# START OF THE RECORDS
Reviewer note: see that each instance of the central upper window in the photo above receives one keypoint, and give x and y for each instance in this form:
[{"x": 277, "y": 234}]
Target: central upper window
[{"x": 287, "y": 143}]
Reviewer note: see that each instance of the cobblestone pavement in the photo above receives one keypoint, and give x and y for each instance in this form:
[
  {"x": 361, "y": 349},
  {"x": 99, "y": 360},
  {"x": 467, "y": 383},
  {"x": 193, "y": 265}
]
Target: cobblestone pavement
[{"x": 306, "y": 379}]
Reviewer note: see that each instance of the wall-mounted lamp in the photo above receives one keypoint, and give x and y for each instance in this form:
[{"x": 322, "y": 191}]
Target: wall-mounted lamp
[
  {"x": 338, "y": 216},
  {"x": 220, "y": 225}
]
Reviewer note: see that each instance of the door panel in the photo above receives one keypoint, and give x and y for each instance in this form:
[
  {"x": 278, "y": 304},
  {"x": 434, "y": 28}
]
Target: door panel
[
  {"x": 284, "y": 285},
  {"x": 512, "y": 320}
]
# END OF THE RECORDS
Reproduce the material above in full, requests included, and add 136 to every x and y coordinate in the answers. Leave the coordinates in the requests and their format samples unchanged.

Reviewer note: see that each instance of the central upper window in the photo above receives one keypoint, and give x and y for each instance in this form:
[{"x": 277, "y": 234}]
Target: central upper window
[{"x": 423, "y": 279}]
Reviewer note: see that each instance of the cobblestone pavement in the photo above receives one keypoint, and give x and y for each instance in this form:
[
  {"x": 361, "y": 349},
  {"x": 99, "y": 360},
  {"x": 467, "y": 383},
  {"x": 193, "y": 265}
]
Target: cobblestone pavement
[{"x": 442, "y": 515}]
Reviewer note: see that each instance of the wall-mounted lamp in the photo above receives one keypoint, and give x and y for each instance in this form:
[{"x": 322, "y": 191}]
Target: wall-mounted lamp
[
  {"x": 474, "y": 352},
  {"x": 356, "y": 361}
]
Reviewer note: see that each instance of the door panel in the photo above receives one keypoint, and give x and y for each instance in this form:
[
  {"x": 278, "y": 304},
  {"x": 434, "y": 28}
]
Target: door panel
[
  {"x": 420, "y": 421},
  {"x": 648, "y": 456}
]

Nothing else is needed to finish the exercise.